### Work required
In the listing below, print exactly the lines between the line holding "of the man's" and the line holding "of the long", inclusive, and no more.

### Exercise material
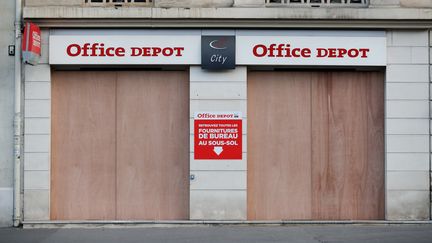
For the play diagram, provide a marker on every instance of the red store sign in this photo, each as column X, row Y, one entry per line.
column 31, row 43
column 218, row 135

...

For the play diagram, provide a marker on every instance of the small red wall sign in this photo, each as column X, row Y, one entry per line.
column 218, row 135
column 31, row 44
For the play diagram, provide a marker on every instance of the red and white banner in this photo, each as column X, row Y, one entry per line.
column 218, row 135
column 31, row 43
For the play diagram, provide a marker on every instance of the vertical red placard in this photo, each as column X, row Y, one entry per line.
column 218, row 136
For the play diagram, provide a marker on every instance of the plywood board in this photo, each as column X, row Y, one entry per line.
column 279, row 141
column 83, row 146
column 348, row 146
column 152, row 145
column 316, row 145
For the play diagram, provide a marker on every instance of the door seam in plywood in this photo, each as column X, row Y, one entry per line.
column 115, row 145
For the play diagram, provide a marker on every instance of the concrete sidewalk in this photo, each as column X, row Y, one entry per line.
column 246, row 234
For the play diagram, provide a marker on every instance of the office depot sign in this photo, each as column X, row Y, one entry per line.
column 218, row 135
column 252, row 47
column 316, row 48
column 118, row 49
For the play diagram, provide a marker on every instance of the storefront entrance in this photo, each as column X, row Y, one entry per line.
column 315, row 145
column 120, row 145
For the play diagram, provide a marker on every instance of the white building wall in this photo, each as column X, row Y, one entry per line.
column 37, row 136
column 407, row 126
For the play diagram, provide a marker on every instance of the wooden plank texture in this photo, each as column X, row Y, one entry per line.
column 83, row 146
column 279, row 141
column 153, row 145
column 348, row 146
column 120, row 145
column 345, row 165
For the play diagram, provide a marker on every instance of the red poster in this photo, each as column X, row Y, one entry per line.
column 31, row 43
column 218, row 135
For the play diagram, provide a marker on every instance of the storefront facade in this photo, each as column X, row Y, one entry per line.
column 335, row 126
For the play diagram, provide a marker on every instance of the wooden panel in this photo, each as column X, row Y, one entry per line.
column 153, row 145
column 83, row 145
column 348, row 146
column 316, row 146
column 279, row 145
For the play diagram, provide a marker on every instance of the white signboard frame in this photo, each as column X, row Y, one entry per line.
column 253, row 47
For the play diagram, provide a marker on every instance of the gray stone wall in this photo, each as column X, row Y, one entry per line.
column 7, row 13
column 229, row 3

---

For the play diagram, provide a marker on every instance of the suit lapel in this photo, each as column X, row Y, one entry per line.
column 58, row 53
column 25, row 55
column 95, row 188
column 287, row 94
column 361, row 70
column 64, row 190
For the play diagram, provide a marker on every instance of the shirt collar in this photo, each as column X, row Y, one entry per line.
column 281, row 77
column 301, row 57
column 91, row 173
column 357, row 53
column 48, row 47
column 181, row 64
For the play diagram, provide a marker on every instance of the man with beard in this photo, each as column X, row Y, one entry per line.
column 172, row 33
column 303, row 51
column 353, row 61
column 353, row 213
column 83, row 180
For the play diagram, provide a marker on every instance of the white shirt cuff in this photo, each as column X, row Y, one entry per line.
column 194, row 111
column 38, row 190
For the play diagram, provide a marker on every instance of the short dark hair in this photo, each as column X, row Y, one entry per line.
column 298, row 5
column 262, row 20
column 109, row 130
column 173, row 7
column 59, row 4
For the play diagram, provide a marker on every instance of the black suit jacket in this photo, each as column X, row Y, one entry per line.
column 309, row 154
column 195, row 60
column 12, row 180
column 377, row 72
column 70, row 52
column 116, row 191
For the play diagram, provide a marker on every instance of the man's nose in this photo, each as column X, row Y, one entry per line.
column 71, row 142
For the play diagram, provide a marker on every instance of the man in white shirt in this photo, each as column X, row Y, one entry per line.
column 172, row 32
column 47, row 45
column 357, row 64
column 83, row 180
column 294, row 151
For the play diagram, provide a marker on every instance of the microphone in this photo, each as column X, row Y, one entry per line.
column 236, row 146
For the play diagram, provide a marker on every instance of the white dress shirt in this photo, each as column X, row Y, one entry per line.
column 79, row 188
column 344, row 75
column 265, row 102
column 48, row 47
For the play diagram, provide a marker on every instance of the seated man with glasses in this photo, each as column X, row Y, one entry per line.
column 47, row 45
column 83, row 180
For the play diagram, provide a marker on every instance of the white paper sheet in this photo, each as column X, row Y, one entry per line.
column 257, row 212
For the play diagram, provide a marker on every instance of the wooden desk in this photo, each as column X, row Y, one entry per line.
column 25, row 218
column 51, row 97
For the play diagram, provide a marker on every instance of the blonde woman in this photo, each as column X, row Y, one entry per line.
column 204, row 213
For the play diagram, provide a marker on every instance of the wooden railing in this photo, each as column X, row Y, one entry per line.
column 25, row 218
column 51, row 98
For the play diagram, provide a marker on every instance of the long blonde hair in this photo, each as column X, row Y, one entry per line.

### Your response
For the play diagram, provide a marker on every instance of the man's nose in this photo, each as column X, row Y, one entry per line.
column 71, row 142
For the play diagram, provide a marker on every instance of the man in white shirt in this photo, each as column X, row Y, one entry per line.
column 172, row 32
column 47, row 45
column 357, row 64
column 83, row 180
column 294, row 151
For the play diagram, provide a marker on every instance of the microphone in this photo, each as column X, row Y, one entry per line.
column 236, row 146
For the play diagram, provide a marker on every instance of the white dress shirt in this photo, each as column X, row Y, one entry per line.
column 79, row 188
column 344, row 75
column 265, row 102
column 48, row 47
For the play diagram, provide a marker on every instance of the seated man with glasses in this photo, each as column X, row Y, one entry per line.
column 47, row 45
column 83, row 180
For the play diagram, provide a marker on every instance of the white paper sheet in this photo, each as column X, row Y, one entry per line.
column 257, row 212
For the play diagram, provide a marker on every instance of the wooden desk in this photo, each as column X, row Y, one entry per line.
column 25, row 218
column 51, row 97
For the play diagram, provide a marker on every instance of the blonde woman in this photo, each as column X, row Y, one entry per line.
column 204, row 213
For the play diagram, provide a marker on every instance of the wooden railing in this photo, each as column X, row Y, one entry per line.
column 25, row 218
column 51, row 98
For the play diagram, provide a marker on every instance of the long blonde hair in this photo, each as column X, row Y, one entry per line.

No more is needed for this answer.